Work instruction. Could you return the full listing below exactly as it appears?
[Opening Given records section]
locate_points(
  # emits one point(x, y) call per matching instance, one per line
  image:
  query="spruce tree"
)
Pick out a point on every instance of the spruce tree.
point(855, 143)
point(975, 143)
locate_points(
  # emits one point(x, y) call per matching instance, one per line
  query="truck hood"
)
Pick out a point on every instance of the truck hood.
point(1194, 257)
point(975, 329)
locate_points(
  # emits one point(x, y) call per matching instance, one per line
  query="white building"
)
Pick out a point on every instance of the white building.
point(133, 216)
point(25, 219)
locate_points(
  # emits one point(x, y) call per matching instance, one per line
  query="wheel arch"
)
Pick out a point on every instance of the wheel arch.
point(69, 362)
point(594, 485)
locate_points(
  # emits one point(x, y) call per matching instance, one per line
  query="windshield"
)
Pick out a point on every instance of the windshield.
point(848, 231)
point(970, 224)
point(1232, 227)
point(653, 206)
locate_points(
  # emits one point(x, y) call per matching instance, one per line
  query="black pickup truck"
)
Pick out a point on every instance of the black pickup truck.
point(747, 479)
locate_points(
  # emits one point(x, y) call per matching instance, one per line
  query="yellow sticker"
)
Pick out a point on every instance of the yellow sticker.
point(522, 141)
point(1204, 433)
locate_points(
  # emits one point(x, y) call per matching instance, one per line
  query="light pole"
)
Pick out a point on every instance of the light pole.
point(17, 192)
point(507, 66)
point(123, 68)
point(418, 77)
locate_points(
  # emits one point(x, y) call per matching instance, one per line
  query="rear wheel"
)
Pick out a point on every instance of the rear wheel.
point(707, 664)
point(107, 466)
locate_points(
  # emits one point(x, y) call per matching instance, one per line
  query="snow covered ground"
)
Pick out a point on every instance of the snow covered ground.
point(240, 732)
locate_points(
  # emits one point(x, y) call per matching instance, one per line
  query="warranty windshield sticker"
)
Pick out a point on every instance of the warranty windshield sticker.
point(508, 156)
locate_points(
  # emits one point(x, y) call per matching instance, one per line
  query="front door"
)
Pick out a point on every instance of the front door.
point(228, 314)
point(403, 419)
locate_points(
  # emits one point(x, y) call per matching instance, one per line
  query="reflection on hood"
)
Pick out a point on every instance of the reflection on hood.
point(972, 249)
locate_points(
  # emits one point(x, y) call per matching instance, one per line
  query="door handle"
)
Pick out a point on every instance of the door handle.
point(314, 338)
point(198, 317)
[Closing Given records section]
Your solution.
locate_points(
  # emits one point(x, y) call per matching instance, one per line
  image:
  query="spruce tree"
)
Pick out a point on every instance of the spruce tree.
point(855, 143)
point(975, 143)
locate_points(
  # emits one point(x, y) call per matching instance, one per line
  query="truck hood"
)
Pick out a point on every instance of the truck hood.
point(1194, 257)
point(975, 329)
locate_points(
  # emits one point(x, y) call per matching instance, one per line
  query="white building"
)
Pick out a point on every instance of the white building.
point(133, 216)
point(25, 219)
locate_points(
  # emits one point(x, y) call per matching instance, one per line
  query="wheel arch"
)
Pick out a point on every instance of the wheel arch.
point(69, 362)
point(594, 485)
locate_points(
  # emits one point(x, y) call per matching instance, one per line
  query="windshield"
)
Pick out a point on every instance of the windshield.
point(848, 231)
point(970, 224)
point(1232, 227)
point(653, 206)
locate_points(
  # emits one point(x, y) call per matching instance, one per line
  query="black pickup truck"
)
Pick out a point on every instance of the black pickup truck.
point(747, 479)
locate_points(
  # emits one point(x, y) call per matching instance, one per line
  query="yellow sticker"
)
Pick out a point on every instance of the yellow sticker.
point(522, 141)
point(1204, 433)
locate_points(
  # emits one point(x, y) call per matching instance, one per line
  query="light pole"
)
Pick out a point on every instance of the light pole.
point(17, 192)
point(507, 66)
point(123, 68)
point(418, 77)
locate_points(
  # emits one point(x, y) call per matching instance, one per line
  query="rear wheel"
)
Pick out a point on every instance of the rear wheel.
point(707, 664)
point(107, 466)
locate_points(
  # emits one point(x, y) call per matching instance, one per line
  query="snow covered ground"
)
Pick out a point on every instance of the snow covered ground.
point(240, 732)
locate_points(
  # emits one point(x, y) call per matching instance, one per line
  query="warranty windshield sticker"
)
Pick out a point on every instance of the warranty windshield sticker.
point(508, 156)
locate_points(
  # emits one point(x, y) call per matching instance, one per line
  query="front door"
)
Pick out a point on every instance of the front door.
point(228, 314)
point(403, 419)
locate_points(
  # emits one point(x, y) call per matching instance, one per line
  query="reflection on hood"
)
Pick out a point on every instance of the reflection on hood.
point(972, 249)
locate_points(
  # emits one point(x, y) call per matching instance, one per line
  query="door handle"
)
Pick out a point on every instance of the door handle.
point(314, 338)
point(198, 317)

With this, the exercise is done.